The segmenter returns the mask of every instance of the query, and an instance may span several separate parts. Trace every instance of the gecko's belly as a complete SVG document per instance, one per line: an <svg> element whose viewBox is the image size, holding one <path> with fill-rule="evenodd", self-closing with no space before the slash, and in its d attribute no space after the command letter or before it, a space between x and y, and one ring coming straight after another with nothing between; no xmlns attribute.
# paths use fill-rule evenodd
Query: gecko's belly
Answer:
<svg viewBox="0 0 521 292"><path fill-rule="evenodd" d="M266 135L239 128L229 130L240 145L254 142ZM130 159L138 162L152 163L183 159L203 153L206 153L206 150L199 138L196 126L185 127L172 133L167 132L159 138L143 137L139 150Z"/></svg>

▶ [EXERCISE AIM]:
Present every line of the records above as a numbered list, leaving out any blank lines.

▶ [COMPLETED TASK]:
1. The segmenter returns the mask of every instance of the query, and an instance may span several separate parts. Trace every instance of the gecko's belly as a complete SVG document per instance, one per line: an <svg> element whose viewBox is the image size, holding one <path> with fill-rule="evenodd", self-closing with no space before the slash, and in its d attribute no space after the command letter or before it, a space between x and y, and one ring coming straight after another with nothing between; no xmlns attribute.
2. # paths use fill-rule evenodd
3. Query: gecko's belly
4. Answer:
5. <svg viewBox="0 0 521 292"><path fill-rule="evenodd" d="M266 135L239 128L229 130L240 145L254 142ZM130 159L138 162L152 163L183 159L203 153L206 153L206 150L199 138L196 126L185 127L172 133L167 132L159 138L143 137L139 150Z"/></svg>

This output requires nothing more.